> **AIM OF THE EXERCISE**
When you reach the records below, output each one exactly.

> **DATA TO EXAMINE**
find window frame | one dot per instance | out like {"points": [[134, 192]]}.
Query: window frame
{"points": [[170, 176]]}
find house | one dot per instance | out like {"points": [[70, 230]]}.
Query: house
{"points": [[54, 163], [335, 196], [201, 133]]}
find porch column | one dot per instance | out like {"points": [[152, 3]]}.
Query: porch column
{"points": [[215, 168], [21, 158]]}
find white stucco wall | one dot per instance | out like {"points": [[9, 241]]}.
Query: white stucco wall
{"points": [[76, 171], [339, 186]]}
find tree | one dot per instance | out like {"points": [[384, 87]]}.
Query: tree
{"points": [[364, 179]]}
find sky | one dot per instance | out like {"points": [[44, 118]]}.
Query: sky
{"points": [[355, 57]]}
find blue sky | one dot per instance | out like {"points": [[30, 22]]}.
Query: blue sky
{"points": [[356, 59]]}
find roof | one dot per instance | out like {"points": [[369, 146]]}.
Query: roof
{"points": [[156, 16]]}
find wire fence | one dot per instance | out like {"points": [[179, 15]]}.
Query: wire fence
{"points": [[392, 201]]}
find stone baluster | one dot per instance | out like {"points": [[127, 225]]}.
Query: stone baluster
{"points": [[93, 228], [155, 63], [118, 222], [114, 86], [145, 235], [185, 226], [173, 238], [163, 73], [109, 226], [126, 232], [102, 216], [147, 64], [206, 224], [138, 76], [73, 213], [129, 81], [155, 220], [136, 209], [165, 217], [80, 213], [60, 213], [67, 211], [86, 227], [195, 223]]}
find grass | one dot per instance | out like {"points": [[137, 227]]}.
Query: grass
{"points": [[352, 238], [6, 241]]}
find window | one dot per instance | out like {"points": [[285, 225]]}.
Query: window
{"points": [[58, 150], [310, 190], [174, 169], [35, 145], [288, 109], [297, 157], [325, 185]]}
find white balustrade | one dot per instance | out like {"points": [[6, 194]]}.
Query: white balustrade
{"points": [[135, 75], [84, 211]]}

> **YOUR SOLUTION**
find window frame | one dot per instance | out like {"points": [[134, 192]]}.
Query: window frame
{"points": [[170, 176]]}
find house | one dot per instance | out like {"points": [[70, 230]]}.
Query: house
{"points": [[54, 163], [335, 196], [201, 133]]}
find porch column | one dot per instance | out like {"points": [[152, 3]]}.
Query: porch column
{"points": [[215, 168], [21, 158]]}
find white stucco wall | one dot per instance | out like {"points": [[9, 241]]}.
Query: white stucco wall
{"points": [[76, 171], [339, 186]]}
find tree | one dot per instance | out like {"points": [[384, 87]]}.
Query: tree
{"points": [[364, 179]]}
find sky | one dot per instance | out like {"points": [[44, 118]]}.
Query: sky
{"points": [[355, 57]]}
find blue sky | one dot per instance | out like {"points": [[30, 22]]}.
Query: blue sky
{"points": [[356, 59]]}
find roof | one dot per instance | out like {"points": [[369, 146]]}.
Query: roof
{"points": [[156, 16]]}
find wire fence | one dot per instance | out like {"points": [[179, 15]]}.
Query: wire fence
{"points": [[392, 201]]}
find stone baluster | one dot per instance | out like {"points": [[127, 225]]}.
Query: stone baluster
{"points": [[93, 228], [155, 63], [118, 222], [114, 86], [145, 235], [185, 226], [173, 238], [163, 73], [109, 226], [126, 232], [102, 216], [147, 64], [206, 224], [138, 76], [73, 213], [129, 81], [155, 220], [136, 209], [165, 217], [80, 213], [60, 213], [67, 211], [86, 227], [195, 223]]}
find grass | one dot per instance | out like {"points": [[137, 227]]}.
Query: grass
{"points": [[352, 238], [6, 241]]}
find window | one dot per instance | out like {"points": [[285, 225]]}.
Query: window
{"points": [[58, 150], [310, 190], [174, 169], [35, 145], [288, 109], [297, 157], [325, 185]]}
find white balustrade | one dot per instance | out like {"points": [[6, 194]]}.
Query: white balustrade
{"points": [[135, 75], [84, 211]]}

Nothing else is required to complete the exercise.